> [Short problem]:
Reproduce the mailing-list post on the defaultdict proposal in full, character for character, including its header lines and quoted passages.

══ Source text

[Python-Dev] Proposal: defaultdict

Adam Olsen rhamph at gmail.com
Fri Feb 17 15:13:51 CET 2006


On 2/16/06, Guido van Rossum <guido at python.org> wrote:
> A bunch of Googlers were discussing the best way of doing the
> following (a common idiom when maintaining a dict of lists of values
> relating to a key, sometimes called a multimap):
>
>   if key not in d: d[key] = []
>   d[key].append(value)
>
> An alternative way to spell this uses setdefault(), but it's not very readable:
>
>   d.setdefault(key, []).append(value)

I'd like to see it done passing a factory function (and with a better name):

d.getorset(key, list).append(value)

The name is slightly odd but it is effective.  Plus it avoids creating
a new class when a slight tweak to an existing one will do.

════
══ Information supplied

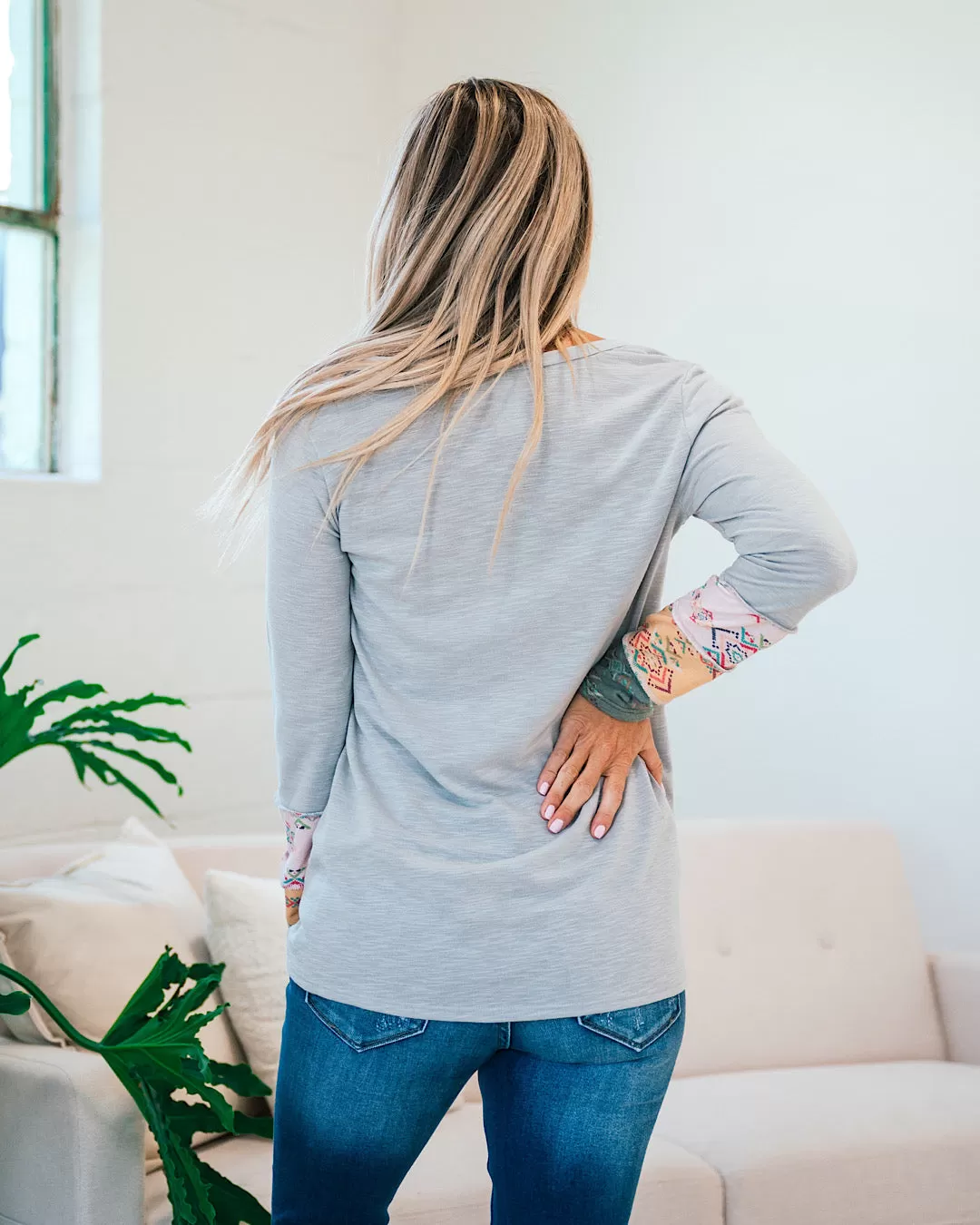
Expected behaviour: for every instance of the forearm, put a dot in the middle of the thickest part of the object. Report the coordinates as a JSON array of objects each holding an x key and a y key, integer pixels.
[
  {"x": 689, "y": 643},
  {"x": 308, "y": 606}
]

════
══ Information supplied

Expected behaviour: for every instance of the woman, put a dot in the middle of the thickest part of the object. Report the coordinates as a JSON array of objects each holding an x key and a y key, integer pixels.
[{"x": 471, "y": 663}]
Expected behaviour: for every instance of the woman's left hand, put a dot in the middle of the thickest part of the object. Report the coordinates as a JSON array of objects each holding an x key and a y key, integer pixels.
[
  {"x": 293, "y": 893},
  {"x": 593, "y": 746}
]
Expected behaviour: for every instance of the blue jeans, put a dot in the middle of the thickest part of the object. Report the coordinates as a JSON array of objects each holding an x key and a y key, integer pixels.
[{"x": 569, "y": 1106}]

════

> [Result of the task]:
[Python-Dev] Proposal: defaultdict

Adam Olsen rhamph at gmail.com
Fri Feb 17 15:13:51 CET 2006


On 2/16/06, Guido van Rossum <guido at python.org> wrote:
> A bunch of Googlers were discussing the best way of doing the
> following (a common idiom when maintaining a dict of lists of values
> relating to a key, sometimes called a multimap):
>
>   if key not in d: d[key] = []
>   d[key].append(value)
>
> An alternative way to spell this uses setdefault(), but it's not very readable:
>
>   d.setdefault(key, []).append(value)

I'd like to see it done passing a factory function (and with a better name):

d.getorset(key, list).append(value)

The name is slightly odd but it is effective.  Plus it avoids creating
a new class when a slight tweak to an existing one will do.